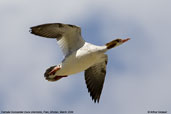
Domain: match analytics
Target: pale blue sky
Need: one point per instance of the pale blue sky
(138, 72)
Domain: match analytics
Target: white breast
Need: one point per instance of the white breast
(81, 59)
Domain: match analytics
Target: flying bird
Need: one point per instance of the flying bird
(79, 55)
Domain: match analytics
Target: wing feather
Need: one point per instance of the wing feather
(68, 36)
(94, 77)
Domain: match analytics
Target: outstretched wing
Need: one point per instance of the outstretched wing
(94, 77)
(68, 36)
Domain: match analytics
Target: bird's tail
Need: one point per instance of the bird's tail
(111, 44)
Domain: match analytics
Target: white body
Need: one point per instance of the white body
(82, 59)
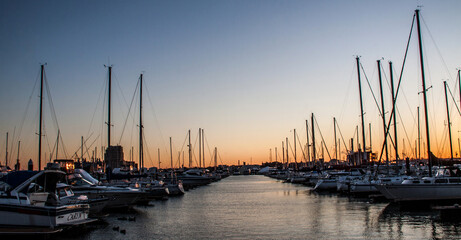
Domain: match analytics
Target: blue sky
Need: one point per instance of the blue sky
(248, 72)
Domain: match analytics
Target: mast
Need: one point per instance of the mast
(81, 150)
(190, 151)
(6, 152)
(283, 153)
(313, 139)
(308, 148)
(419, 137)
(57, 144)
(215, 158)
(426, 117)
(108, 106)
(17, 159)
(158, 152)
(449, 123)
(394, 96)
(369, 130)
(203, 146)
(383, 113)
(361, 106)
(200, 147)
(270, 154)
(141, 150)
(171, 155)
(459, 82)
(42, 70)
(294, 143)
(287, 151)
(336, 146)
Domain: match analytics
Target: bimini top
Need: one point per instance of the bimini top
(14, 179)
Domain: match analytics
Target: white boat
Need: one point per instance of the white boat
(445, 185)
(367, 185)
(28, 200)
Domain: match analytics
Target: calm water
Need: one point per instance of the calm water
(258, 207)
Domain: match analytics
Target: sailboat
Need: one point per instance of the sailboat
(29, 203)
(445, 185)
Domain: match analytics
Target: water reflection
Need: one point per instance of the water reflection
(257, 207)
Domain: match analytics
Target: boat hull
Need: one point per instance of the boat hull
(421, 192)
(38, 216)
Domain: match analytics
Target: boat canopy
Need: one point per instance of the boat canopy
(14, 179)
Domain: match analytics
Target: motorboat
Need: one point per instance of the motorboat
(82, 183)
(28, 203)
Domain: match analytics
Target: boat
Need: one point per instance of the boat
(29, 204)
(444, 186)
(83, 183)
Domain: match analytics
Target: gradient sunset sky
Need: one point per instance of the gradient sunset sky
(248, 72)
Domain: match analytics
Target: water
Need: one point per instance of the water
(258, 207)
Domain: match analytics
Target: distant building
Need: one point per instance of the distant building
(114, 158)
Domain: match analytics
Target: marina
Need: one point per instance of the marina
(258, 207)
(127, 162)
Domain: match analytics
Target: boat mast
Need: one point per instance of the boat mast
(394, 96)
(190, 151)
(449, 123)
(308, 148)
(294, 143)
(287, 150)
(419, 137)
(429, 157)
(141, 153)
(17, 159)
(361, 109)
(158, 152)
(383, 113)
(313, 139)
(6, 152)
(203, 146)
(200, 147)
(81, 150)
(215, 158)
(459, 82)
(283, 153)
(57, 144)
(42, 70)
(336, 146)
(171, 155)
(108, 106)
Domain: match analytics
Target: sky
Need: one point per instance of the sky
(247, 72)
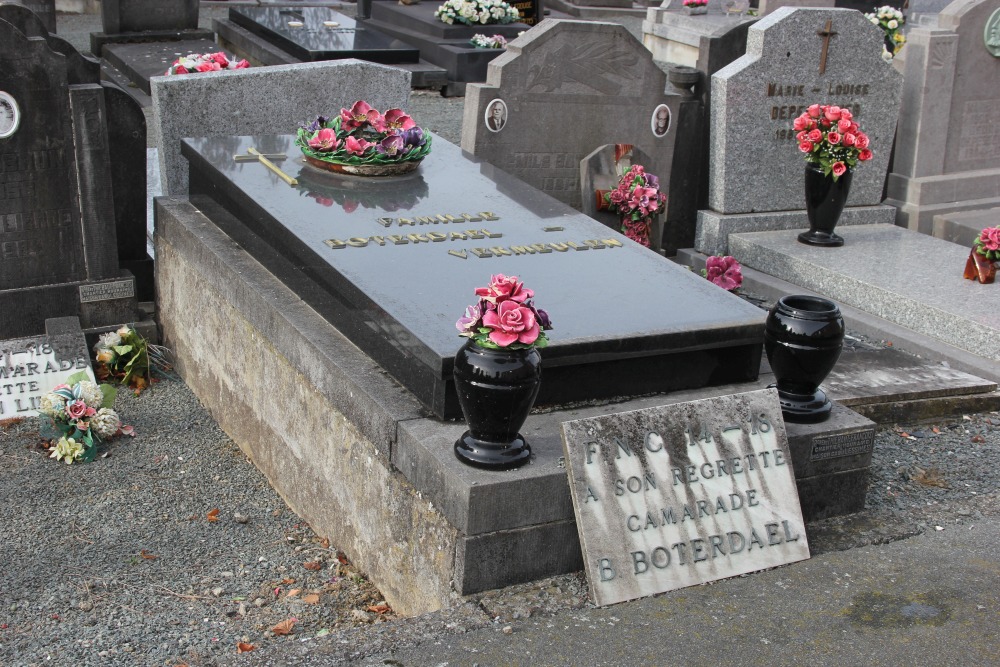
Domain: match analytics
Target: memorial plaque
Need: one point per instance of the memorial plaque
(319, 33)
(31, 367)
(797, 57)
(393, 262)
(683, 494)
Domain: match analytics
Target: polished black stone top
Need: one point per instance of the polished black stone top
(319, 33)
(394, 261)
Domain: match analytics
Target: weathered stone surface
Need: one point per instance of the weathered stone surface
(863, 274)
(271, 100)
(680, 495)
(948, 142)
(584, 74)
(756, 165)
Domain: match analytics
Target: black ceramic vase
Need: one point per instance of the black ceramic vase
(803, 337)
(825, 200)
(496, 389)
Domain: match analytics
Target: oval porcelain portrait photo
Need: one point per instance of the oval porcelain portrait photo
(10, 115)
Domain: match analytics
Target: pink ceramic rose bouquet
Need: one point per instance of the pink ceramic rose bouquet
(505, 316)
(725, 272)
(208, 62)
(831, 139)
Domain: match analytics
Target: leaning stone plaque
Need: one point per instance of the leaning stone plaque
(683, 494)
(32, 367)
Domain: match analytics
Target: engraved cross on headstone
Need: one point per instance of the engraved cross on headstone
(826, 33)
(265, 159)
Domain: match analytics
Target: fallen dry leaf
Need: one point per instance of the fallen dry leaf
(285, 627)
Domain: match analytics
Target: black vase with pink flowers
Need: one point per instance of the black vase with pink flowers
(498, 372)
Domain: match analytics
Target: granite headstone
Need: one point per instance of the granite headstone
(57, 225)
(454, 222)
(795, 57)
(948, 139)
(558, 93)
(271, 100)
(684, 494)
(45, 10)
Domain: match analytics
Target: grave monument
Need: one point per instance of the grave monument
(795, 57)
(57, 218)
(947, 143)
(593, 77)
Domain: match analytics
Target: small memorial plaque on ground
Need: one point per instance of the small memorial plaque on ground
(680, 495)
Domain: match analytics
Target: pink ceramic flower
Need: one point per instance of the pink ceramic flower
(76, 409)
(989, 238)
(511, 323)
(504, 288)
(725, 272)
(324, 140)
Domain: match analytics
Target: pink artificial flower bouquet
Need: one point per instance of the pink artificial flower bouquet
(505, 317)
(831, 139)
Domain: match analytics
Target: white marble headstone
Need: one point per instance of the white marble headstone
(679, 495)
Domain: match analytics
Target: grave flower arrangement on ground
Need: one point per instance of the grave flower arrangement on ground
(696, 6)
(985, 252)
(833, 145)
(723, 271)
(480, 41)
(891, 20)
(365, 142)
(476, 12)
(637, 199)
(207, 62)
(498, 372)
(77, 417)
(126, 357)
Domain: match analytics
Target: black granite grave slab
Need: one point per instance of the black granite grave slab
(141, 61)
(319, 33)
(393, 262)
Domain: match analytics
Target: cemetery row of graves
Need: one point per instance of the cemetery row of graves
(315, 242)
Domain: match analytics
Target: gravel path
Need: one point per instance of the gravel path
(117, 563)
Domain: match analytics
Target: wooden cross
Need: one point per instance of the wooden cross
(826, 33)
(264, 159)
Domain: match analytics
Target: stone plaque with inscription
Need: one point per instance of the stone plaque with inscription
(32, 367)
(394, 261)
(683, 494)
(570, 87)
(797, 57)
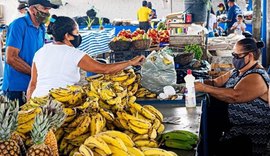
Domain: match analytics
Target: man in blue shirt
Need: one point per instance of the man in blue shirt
^^^^^^^^^^^^^^^^
Pull from the material every line containing the word "flying", and copy each such line in full.

Target: flying bird
Need: one point per instance of the flying bird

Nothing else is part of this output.